* _Entries supplied_
## begin

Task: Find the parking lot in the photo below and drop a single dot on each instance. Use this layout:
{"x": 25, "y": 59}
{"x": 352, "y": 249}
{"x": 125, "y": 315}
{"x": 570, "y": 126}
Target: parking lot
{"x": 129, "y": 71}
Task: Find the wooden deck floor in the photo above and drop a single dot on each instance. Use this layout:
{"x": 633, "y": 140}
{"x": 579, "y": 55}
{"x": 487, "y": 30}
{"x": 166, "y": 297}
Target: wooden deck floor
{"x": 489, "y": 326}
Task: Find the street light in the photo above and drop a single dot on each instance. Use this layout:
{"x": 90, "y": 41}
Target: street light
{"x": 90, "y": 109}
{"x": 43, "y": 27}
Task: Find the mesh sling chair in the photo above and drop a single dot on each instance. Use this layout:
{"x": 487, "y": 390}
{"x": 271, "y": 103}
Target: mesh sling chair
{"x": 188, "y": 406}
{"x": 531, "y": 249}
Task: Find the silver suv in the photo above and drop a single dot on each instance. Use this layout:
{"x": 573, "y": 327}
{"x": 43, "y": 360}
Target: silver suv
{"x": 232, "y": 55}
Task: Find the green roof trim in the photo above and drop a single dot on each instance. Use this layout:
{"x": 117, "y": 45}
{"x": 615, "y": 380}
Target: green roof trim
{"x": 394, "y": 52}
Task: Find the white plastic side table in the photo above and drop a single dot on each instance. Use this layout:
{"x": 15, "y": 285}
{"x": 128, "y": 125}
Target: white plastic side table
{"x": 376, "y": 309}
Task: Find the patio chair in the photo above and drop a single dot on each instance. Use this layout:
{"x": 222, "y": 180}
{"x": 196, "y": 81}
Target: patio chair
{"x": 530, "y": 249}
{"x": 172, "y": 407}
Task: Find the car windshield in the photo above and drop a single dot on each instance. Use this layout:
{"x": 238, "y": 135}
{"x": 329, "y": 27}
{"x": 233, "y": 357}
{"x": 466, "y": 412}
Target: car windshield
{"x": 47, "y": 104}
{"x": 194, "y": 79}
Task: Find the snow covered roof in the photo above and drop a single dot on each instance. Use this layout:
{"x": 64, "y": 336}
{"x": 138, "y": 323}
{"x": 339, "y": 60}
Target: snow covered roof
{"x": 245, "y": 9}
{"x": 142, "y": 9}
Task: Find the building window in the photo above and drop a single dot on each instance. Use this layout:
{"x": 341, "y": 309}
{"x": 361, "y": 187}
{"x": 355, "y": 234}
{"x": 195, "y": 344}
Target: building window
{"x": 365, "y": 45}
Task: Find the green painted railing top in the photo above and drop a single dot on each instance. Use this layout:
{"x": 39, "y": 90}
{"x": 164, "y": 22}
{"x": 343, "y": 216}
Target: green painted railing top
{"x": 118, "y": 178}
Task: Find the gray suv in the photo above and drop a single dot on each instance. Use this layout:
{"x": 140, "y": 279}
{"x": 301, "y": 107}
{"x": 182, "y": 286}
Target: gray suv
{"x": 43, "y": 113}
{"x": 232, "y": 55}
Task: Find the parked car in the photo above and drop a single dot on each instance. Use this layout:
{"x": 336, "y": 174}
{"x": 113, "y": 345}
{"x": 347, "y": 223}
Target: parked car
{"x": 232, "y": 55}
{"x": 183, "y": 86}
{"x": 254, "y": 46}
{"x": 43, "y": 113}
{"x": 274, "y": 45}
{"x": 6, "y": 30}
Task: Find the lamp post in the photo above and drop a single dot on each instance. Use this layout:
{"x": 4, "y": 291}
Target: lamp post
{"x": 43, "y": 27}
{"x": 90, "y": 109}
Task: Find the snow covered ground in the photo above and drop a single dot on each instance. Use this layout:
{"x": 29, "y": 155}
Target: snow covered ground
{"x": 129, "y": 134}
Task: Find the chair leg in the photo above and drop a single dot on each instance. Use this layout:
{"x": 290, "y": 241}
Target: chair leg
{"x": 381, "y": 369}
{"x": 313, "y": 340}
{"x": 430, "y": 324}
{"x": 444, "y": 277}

## end

* _Exercise aim_
Render everything in the data above, from the line containing "Task: Find the chair" down to the final line, as a Markdown table with the columns Row and Text. Number each line and leave out any blank lines.

* _Response to this exercise_
| Row | Text |
|---|---|
| 1 | Task: Find the chair leg in the photo above and drop a single dot on each instance. Use this layout: |
| 2 | {"x": 290, "y": 241} |
| 3 | Target: chair leg |
| 4 | {"x": 381, "y": 369} |
| 5 | {"x": 313, "y": 340} |
| 6 | {"x": 430, "y": 324} |
| 7 | {"x": 444, "y": 277} |